(Source data)
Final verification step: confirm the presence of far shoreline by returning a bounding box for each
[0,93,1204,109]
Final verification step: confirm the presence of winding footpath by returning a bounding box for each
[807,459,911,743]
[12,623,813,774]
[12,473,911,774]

▶ [AIM OF THE TASK]:
Rescale the rows above by writing every line out again, including the request lines, which stay unchanged. Multiply each bounding-box coordinate in the answers by 1.1 and round it to the nearest whole number, rounding halves up.

▶ [FULL RESPONSE]:
Final verification step: confirm the presence of far shoreline by returning a bounding box for each
[0,102,1324,120]
Final verification step: confirm the presence of winding footpath by returning a bounding box for each
[888,505,1002,817]
[13,685,894,851]
[13,520,1002,851]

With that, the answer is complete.